Comprehensive evaluation of extracellular small RNA isolation methods from serum in high throughput sequencing.

BACKGROUND: DNA and RNA fractions from whole blood, serum and plasma are increasingly popular analytes that are currently under investigation for their utility in the diagnosis and staging of disease. Small non-coding ribonucleic acids (sRNAs), specifically microRNAs (miRNAs) and their variant isoforms (isomiRs), and transfer RNA (tRNA)-derived small RNAs (tDRs) comprise a repertoire of molecules particularly promising in this regard.

RESULTS: In this designed study, we compared the performance of various methods and kits for isolating circulating extracellular sRNAs (ex-sRNAs). ex-sRNAs from one healthy individual were isolated using five different isolation kits: Qiagen Circulating Nucleic Acid Kit, ThermoFisher Scientific Ambion TRIzol LS Reagent, Qiagen miRNEasy, QiaSymphony RNA extraction kit and the Exiqon MiRCURY RNA Isolation Kit. Each isolation method was repeated four times. A total of 20 small RNA sequencing (sRNAseq) libraries were constructed, sequenced and compared using a rigorous bioinformatics approach. The Circulating Nucleic Acid Kit had the greatest miRNA isolation variability, but had the lowest isolation variability for other RNA classes (isomiRs, tDRs, and other miscellaneous sRNAs (osRNA). However, the Circulating Nucleic Acid Kit consistently generated the fewest number of reads mapped to the genome, as compared to the best-performing method, Ambion TRIzol, which mapped 10% of the miRNAs, 7.2% of the tDRs and 23.1% of the osRNAs. The other methods performed intermediary, with QiaSymphony mapping 14% of the osRNAs, and miRNEasy mapping 4.6% of the tDRs and 2.9% of the miRNAs, achieving the second best kit performance rating overall.

(Region pointing data)

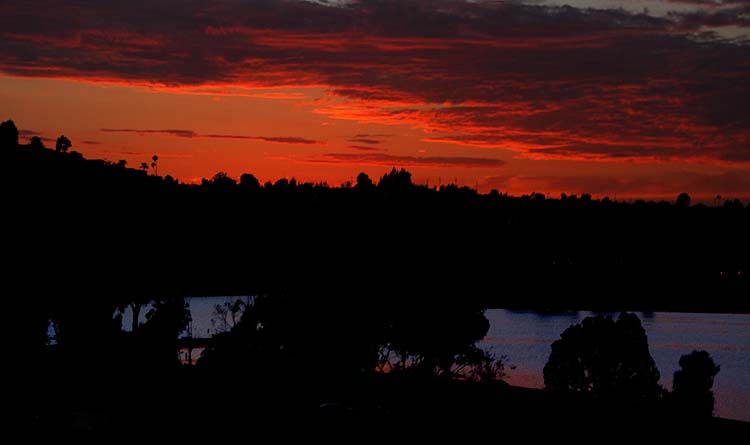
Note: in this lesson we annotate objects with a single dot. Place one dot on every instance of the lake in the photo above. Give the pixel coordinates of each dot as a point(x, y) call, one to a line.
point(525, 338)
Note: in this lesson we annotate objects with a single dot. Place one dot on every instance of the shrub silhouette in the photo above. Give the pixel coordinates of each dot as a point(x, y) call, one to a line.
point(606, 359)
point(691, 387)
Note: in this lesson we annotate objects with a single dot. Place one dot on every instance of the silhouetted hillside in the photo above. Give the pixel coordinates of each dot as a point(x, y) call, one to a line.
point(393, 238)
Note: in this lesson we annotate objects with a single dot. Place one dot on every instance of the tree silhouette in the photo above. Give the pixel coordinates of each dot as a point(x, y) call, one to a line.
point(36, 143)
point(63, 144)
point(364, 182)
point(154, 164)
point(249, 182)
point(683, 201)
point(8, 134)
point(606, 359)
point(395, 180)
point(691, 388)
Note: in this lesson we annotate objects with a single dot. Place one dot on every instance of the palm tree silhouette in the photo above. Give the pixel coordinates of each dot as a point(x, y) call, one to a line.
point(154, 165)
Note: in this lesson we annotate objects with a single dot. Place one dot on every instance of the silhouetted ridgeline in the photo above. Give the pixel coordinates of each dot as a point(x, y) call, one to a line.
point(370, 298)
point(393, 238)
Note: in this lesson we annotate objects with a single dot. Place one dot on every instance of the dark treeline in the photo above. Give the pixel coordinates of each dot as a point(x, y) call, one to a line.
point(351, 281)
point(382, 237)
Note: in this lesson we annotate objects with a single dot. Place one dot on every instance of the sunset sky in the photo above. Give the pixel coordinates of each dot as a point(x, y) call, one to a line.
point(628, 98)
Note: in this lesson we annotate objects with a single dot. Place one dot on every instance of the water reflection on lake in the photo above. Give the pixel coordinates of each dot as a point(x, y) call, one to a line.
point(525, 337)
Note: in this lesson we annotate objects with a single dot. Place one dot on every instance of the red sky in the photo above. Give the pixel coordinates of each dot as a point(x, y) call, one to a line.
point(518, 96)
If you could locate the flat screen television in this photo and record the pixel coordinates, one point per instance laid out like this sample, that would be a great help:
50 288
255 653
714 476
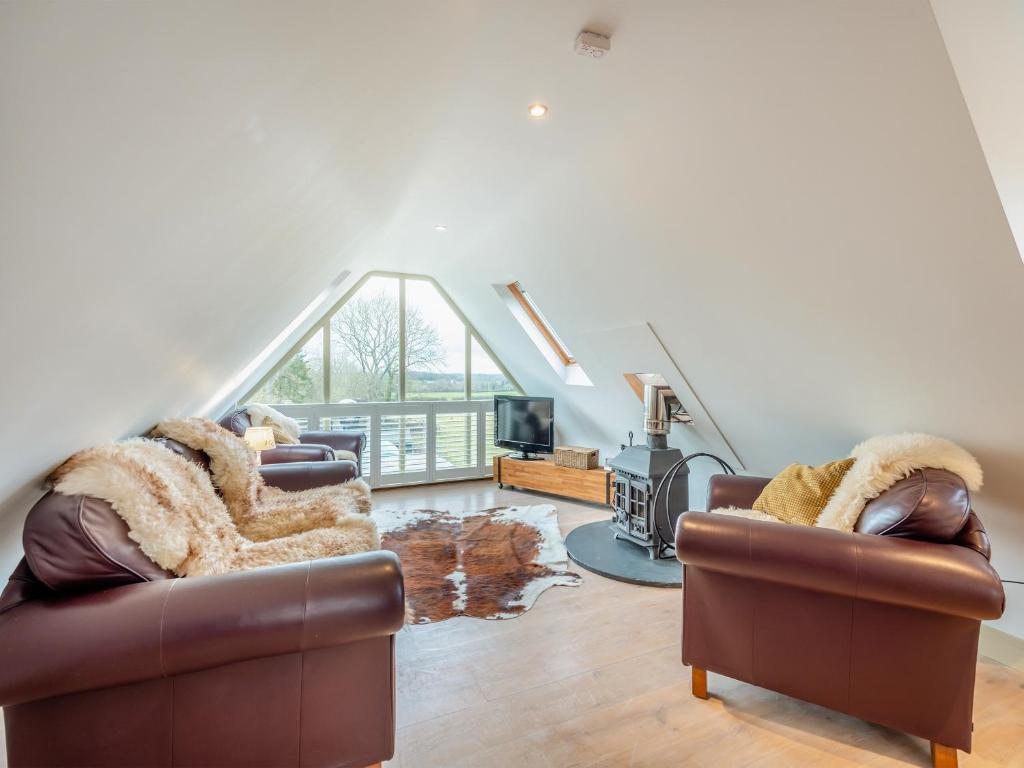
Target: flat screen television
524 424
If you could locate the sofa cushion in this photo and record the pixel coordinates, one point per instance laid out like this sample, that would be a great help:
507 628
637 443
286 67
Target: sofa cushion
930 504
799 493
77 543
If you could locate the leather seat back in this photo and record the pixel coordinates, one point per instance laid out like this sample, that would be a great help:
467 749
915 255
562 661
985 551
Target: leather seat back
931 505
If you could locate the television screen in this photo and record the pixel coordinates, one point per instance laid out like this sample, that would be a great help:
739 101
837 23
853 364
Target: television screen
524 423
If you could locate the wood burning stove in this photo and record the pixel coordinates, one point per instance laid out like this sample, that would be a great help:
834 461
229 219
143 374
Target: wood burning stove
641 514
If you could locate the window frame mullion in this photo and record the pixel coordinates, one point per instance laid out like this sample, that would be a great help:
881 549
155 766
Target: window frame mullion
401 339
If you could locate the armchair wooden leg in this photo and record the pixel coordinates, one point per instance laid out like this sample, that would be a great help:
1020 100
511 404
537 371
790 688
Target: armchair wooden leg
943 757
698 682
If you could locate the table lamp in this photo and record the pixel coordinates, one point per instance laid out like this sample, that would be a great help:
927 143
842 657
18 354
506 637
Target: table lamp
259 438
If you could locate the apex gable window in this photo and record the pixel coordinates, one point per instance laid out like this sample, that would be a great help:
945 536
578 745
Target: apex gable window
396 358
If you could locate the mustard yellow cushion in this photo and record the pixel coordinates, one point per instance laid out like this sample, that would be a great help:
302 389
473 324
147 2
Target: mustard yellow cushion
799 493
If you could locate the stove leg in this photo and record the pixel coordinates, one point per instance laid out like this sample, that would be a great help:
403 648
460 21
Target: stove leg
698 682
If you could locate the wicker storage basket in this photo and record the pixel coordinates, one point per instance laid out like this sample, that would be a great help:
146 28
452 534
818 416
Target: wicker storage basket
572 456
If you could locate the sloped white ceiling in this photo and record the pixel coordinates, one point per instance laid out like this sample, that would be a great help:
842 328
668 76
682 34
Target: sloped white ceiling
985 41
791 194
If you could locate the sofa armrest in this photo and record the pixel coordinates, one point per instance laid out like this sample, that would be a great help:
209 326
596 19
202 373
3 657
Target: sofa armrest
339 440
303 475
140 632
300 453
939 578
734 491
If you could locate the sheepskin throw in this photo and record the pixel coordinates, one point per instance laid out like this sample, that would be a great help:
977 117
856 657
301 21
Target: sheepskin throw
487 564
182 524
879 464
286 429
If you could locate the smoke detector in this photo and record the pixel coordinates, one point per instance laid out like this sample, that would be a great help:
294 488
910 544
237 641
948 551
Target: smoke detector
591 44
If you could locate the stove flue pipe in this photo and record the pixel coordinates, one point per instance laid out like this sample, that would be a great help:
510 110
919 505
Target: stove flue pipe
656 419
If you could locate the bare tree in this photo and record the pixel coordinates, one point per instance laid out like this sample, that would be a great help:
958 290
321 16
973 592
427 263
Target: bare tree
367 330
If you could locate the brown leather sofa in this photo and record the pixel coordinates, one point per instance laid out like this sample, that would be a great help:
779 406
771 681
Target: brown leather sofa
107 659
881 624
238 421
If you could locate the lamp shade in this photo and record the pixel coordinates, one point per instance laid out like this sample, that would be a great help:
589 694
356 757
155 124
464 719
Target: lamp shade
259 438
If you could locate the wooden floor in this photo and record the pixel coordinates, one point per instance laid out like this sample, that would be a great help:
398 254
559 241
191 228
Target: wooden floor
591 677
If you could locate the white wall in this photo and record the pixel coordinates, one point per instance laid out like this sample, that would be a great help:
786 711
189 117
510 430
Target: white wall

==

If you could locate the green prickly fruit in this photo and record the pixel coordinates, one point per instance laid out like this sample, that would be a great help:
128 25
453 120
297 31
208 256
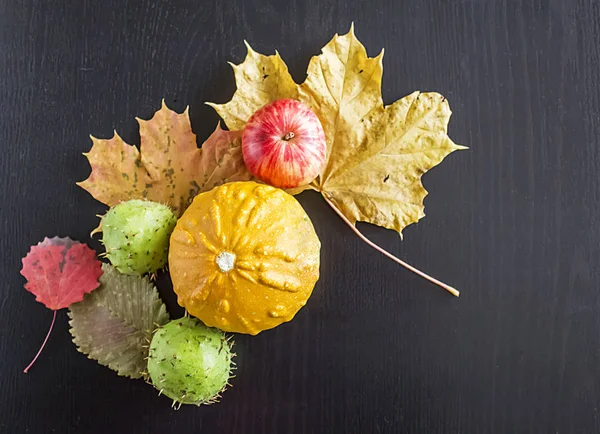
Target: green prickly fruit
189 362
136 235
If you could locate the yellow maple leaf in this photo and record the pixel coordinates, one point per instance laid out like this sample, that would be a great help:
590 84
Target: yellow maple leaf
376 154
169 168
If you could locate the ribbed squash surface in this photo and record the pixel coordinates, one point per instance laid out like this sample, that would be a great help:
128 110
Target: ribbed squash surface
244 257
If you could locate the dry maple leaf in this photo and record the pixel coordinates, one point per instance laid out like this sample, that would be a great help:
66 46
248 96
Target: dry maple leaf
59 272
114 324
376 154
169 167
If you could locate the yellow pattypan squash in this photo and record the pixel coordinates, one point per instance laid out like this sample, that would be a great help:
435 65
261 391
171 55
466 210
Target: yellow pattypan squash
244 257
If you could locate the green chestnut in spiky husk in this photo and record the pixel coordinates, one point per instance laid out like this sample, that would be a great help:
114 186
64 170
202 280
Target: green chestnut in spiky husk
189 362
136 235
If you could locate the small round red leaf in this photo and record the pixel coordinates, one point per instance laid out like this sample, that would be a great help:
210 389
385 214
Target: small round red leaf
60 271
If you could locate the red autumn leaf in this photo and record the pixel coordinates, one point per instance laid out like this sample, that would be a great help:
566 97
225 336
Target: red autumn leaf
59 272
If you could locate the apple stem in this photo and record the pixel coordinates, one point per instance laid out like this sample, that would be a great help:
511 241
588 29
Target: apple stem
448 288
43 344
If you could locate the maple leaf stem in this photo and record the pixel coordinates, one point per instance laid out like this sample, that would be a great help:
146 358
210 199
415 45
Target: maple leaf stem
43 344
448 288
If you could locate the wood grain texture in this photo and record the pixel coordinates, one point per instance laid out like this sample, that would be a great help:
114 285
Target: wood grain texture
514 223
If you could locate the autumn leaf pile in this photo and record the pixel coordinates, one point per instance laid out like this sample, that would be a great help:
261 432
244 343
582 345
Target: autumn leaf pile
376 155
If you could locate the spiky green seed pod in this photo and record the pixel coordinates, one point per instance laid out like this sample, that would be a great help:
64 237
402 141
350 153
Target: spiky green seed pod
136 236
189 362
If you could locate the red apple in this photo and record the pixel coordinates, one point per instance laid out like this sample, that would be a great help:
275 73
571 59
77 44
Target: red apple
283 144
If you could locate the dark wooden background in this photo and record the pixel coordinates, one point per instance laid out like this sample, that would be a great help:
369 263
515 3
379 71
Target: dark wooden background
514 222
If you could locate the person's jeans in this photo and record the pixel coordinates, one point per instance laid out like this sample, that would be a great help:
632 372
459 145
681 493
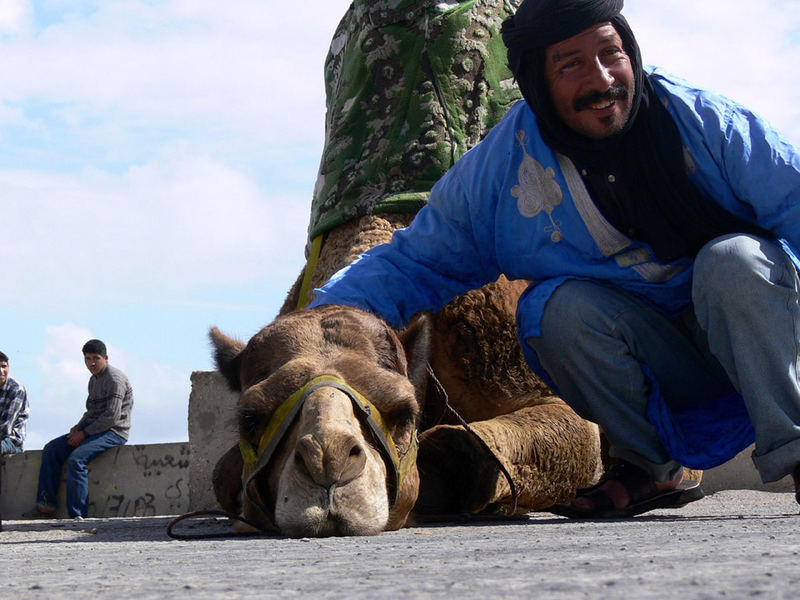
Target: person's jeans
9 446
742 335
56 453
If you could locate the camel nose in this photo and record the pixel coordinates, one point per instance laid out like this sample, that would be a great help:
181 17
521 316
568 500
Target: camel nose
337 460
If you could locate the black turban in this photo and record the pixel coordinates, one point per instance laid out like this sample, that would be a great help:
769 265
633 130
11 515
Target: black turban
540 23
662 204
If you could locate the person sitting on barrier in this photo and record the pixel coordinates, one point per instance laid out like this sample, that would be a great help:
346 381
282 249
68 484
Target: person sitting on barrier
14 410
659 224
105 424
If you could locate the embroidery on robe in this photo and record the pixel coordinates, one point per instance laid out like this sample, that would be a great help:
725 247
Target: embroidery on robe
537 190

* * *

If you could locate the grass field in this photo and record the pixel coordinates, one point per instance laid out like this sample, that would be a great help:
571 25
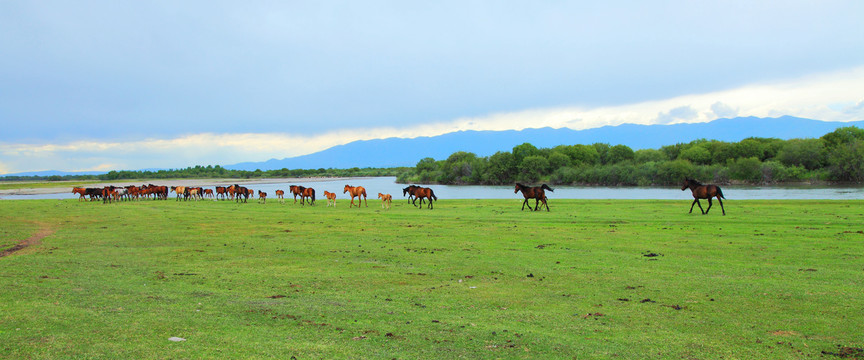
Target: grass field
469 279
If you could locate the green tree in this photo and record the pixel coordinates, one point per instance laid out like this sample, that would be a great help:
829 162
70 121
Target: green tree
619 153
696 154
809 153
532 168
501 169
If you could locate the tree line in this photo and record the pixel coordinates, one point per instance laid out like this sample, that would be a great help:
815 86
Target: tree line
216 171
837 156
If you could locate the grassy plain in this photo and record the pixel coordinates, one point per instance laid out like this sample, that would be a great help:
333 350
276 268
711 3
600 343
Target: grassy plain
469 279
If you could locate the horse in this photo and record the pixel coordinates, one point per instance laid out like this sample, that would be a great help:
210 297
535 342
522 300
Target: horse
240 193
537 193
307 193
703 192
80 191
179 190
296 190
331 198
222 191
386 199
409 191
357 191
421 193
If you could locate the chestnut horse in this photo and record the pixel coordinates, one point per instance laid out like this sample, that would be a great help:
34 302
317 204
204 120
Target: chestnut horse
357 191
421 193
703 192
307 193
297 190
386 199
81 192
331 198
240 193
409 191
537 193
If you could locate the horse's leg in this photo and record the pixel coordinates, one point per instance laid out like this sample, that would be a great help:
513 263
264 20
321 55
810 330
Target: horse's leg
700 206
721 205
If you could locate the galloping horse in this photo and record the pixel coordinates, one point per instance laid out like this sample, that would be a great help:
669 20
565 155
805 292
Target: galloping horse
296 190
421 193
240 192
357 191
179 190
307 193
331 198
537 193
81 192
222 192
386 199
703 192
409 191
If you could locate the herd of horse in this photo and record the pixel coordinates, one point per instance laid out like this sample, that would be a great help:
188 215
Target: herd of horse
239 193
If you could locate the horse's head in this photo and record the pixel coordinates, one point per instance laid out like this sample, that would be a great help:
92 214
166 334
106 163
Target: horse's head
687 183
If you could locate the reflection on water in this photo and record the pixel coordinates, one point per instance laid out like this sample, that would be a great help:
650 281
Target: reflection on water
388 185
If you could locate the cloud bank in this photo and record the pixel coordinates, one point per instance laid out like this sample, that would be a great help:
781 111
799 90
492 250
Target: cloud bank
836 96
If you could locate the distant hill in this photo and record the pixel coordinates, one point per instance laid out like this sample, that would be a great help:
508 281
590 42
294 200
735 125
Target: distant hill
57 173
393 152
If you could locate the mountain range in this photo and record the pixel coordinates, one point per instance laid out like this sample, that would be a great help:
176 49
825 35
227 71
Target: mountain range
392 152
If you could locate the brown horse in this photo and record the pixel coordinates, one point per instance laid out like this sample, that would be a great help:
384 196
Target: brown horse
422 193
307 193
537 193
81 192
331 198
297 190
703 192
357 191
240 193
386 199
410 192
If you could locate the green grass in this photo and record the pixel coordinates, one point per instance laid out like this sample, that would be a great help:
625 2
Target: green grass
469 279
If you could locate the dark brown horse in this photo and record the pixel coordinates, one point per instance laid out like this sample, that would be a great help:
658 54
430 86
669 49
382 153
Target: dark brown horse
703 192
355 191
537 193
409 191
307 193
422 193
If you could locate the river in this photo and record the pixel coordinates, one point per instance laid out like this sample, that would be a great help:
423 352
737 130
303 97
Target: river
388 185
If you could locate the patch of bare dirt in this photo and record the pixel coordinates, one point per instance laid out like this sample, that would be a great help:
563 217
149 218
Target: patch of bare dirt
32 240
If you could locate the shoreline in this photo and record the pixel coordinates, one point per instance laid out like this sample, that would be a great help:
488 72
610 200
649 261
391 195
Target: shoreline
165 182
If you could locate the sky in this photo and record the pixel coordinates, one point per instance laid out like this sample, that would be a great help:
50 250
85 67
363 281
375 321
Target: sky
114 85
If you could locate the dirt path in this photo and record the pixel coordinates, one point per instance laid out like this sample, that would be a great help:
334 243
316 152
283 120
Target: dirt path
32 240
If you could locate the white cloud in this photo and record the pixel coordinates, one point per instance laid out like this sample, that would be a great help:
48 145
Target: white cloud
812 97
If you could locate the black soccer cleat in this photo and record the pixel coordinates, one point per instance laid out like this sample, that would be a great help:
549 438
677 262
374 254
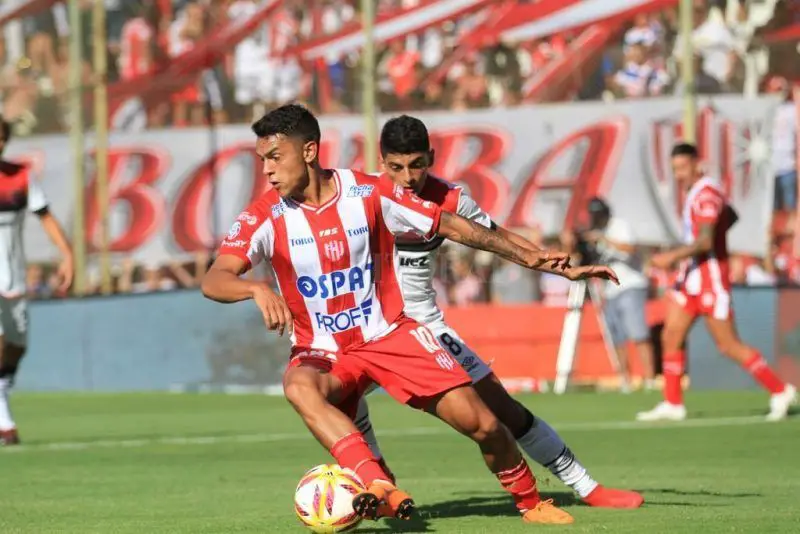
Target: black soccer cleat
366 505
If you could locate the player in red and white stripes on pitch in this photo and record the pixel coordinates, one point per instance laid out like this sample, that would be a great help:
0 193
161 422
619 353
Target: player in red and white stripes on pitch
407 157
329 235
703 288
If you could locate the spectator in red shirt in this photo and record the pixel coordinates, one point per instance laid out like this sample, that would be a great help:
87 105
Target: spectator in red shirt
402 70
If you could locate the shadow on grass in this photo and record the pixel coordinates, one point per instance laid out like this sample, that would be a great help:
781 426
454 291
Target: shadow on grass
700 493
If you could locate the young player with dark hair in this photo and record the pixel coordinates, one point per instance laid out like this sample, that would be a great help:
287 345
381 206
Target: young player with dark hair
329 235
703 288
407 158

**EXERCISE SET:**
1 – In the serum RNA isolation abstract, rewrite everything from "BACKGROUND: DNA and" down to "in this regard.", replacing "analytes" with "biomarker sources".
2 – The serum RNA isolation abstract says the Circulating Nucleic Acid Kit had the lowest isolation variability for isomiRs, tDRs, and osRNAs. In one to three sentences, explain what drawback the abstract sets against this.
3 – Summarize the serum RNA isolation abstract in two sentences.

**TASK-BY-TASK OUTPUTS:**
1 –
BACKGROUND: DNA and RNA fractions from whole blood, serum and plasma are increasingly popular biomarker sources that are currently under investigation for their utility in the diagnosis and staging of disease. Small non-coding ribonucleic acids (sRNAs), specifically microRNAs (miRNAs) and their variant isoforms (isomiRs), and transfer RNA (tRNA)-derived small RNAs (tDRs) comprise a repertoire of molecules particularly promising in this regard.

2 – The kit consistently produced the fewest reads mapped to the genome. By contrast, Ambion TRIzol, the best-performing method, mapped 10% of the miRNAs, 7.2% of the tDRs and 23.1% of the osRNAs.

3 – Small non-coding RNAs found in serum, such as miRNAs, isomiRs, and tDRs, are promising for diagnosing and staging disease. The study compared five kits for isolating these RNAs from one healthy person's serum, using 20 sequencing libraries, and found that Ambion TRIzol performed best, miRNEasy ranked second overall, and the Circulating Nucleic Acid Kit produced the fewest mapped reads.